_YOUR INSTRUCTIONS_: Rewrite everything from the entry line containing "Challenge round — find the rusty" down to the line containing "[186,246,220,264]", swapping "rusty" for "corroded" and leaving all else unchanged.

_EXERCISE INPUT_:
........

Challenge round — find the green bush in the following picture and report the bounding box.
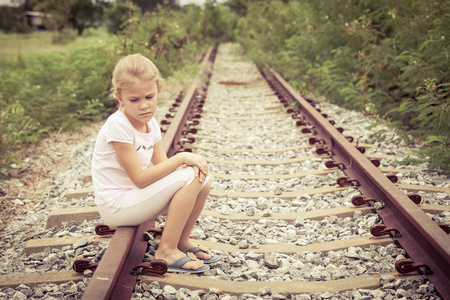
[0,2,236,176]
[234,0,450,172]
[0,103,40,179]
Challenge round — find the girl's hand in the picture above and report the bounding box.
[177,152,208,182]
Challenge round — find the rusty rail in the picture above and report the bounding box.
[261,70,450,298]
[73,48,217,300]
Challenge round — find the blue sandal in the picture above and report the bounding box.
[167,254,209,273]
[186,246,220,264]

........

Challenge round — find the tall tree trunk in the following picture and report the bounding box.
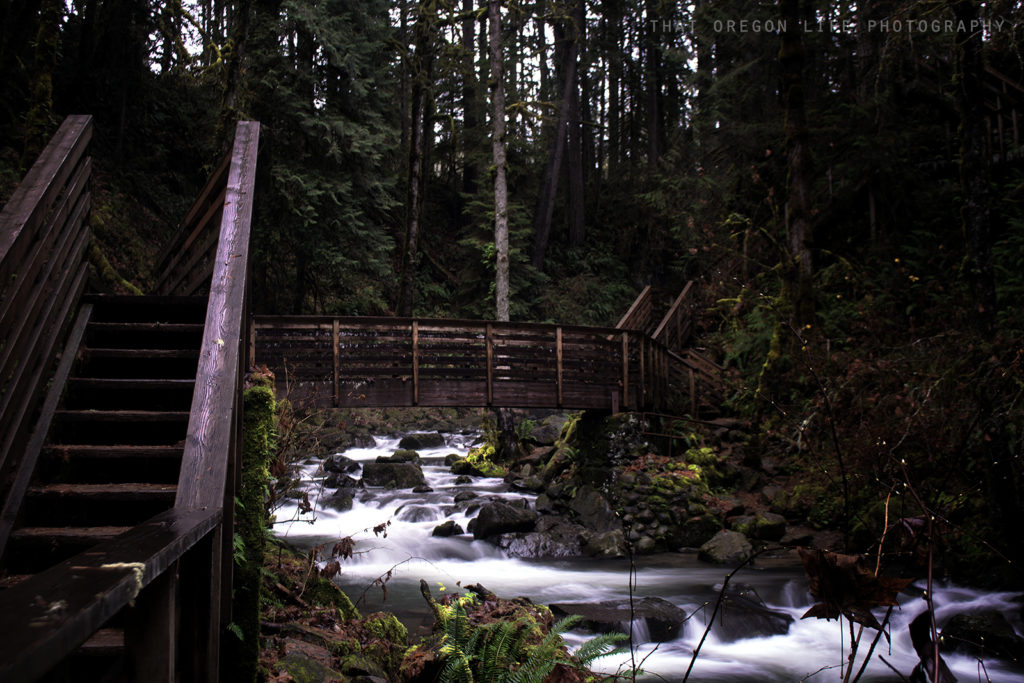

........

_EXERCISE RESULT_:
Challenge round — find the corroded rail in the picture above and report the bounding box.
[261,70,450,298]
[73,48,217,300]
Challenge round — find the blue sandal in the picture above and report the bounding box.
[167,254,209,273]
[186,246,220,264]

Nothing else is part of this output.